Extrait du texte:
-=-=-

Le drame de Mayotte, dévastée, ravagée par le cyclone Chido dénonce la politique criminelle, l’incurie et le mépris colonial de l’État français que le déplacement de Macron « racontant des salades » et décrétant une journée de deuil national ne fait que souligner alors que le spectacle de la comédie parlementaire devient une véritable farce, cynique et sinistre.

À 8000 km de Paris, dans le département-colonie le plus pauvre de France, les bidonvilles et les maisons de tôle qui abritaient un tiers de la population ont été soufflés. Des milliers de morts sont à redouter car les abris proposés par la préfecture ne concernaient pas la population des bidonvilles et que les sans-papiers en étaient, de fait, écartés par crainte d’être expulsés !

Cet événement « exceptionnel » est un phénomène naturel, mais le pouvoir et le système lui-même ont une énorme responsabilité, à deux niveaux. D’abord, il participe au dérèglement climatique qui a créé « un environnement océanique exceptionnel depuis quelques années et notamment cette année, avec des températures de surface des eaux proches de 30 degrés et des eaux chaudes très profondes », selon un météorologue cité par l’AFP, qui explique l’ampleur de Chido, le plus violent cyclone depuis 90 ans.

A cela s’ajoute l’incurie du pouvoir à y faire face, à anticiper alors que toutes les sonnettes d’alarme étaient tirées depuis des mois et même des années, alors que le cyclone lui-même était annoncé par Météo France plusieurs jours avant.  

L’État français porte l’entière responsabilité de cette situation dramatique, lui qui a arraché Mayotte des Comores devenues officiellement indépendantes en 1975 pour garder un pied dans l’Océan Indien. Tous les gouvernements de droite ou de gauche portent la même responsabilité d’avoir maintenu dans un sous-développement colonial révoltant la majorité de la population tout en se félicitant de la continuité de l’impérialisme français.

-=-=-

Liste des données:
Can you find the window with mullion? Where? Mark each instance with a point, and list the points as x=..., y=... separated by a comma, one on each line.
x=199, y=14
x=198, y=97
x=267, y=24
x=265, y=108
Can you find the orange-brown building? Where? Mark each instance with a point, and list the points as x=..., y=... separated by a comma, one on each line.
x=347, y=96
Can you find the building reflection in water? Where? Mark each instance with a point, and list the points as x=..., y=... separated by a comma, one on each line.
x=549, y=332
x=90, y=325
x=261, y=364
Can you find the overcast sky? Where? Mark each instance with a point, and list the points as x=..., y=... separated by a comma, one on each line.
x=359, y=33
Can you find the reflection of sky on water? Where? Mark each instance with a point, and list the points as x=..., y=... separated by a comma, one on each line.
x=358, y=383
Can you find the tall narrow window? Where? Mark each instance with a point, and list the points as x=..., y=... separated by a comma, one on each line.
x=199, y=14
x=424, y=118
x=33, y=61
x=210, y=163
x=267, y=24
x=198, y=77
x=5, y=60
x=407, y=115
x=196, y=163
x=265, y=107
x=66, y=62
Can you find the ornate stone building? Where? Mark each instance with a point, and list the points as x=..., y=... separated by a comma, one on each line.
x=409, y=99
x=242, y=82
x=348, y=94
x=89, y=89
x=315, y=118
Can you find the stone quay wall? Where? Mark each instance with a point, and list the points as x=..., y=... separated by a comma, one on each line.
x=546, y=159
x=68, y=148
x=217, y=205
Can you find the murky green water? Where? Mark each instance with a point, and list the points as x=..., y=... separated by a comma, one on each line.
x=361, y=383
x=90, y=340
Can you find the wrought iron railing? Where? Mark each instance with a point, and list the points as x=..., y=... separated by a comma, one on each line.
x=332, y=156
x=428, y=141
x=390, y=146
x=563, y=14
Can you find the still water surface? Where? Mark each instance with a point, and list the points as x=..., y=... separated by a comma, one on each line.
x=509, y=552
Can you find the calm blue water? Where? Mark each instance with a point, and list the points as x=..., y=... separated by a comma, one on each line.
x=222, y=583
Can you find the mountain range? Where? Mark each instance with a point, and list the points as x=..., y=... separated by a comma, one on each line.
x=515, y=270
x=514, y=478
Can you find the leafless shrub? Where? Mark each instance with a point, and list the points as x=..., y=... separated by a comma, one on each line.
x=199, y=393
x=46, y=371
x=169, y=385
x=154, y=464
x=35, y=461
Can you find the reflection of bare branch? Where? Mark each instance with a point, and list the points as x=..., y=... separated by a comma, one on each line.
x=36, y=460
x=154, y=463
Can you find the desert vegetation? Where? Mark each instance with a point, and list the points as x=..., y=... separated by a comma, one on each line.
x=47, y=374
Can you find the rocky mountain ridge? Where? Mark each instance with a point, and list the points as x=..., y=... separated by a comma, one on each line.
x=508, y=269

-=-=-

Exercice court:
Recopiez intégralement, mot pour mot, l'extrait sur le cyclone Chido à Mayotte, s'il vous plaît.

Corrigé:
Le drame de Mayotte, dévastée, ravagée par le cyclone Chido dénonce la politique criminelle, l’incurie et le mépris colonial de l’État français que le déplacement de Macron « racontant des salades » et décrétant une journée de deuil national ne fait que souligner alors que le spectacle de la comédie parlementaire devient une véritable farce, cynique et sinistre.

À 8000 km de Paris, dans le département-colonie le plus pauvre de France, les bidonvilles et les maisons de tôle qui abritaient un tiers de la population ont été soufflés. Des milliers de morts sont à redouter car les abris proposés par la préfecture ne concernaient pas la population des bidonvilles et que les sans-papiers en étaient, de fait, écartés par crainte d’être expulsés !

Cet événement « exceptionnel » est un phénomène naturel, mais le pouvoir et le système lui-même ont une énorme responsabilité, à deux niveaux. D’abord, il participe au dérèglement climatique qui a créé « un environnement océanique exceptionnel depuis quelques années et notamment cette année, avec des températures de surface des eaux proches de 30 degrés et des eaux chaudes très profondes », selon un météorologue cité par l’AFP, qui explique l’ampleur de Chido, le plus violent cyclone depuis 90 ans.

A cela s’ajoute l’incurie du pouvoir à y faire face, à anticiper alors que toutes les sonnettes d’alarme étaient tirées depuis des mois et même des années, alors que le cyclone lui-même était annoncé par Météo France plusieurs jours avant.  

L’État français porte l’entière responsabilité de cette situation dramatique, lui qui a arraché Mayotte des Comores devenues officiellement indépendantes en 1975 pour garder un pied dans l’Océan Indien. Tous les gouvernements de droite ou de gauche portent la même responsabilité d’avoir maintenu dans un sous-développement colonial révoltant la majorité de la population tout en se félicitant de la continuité de l’impérialisme français.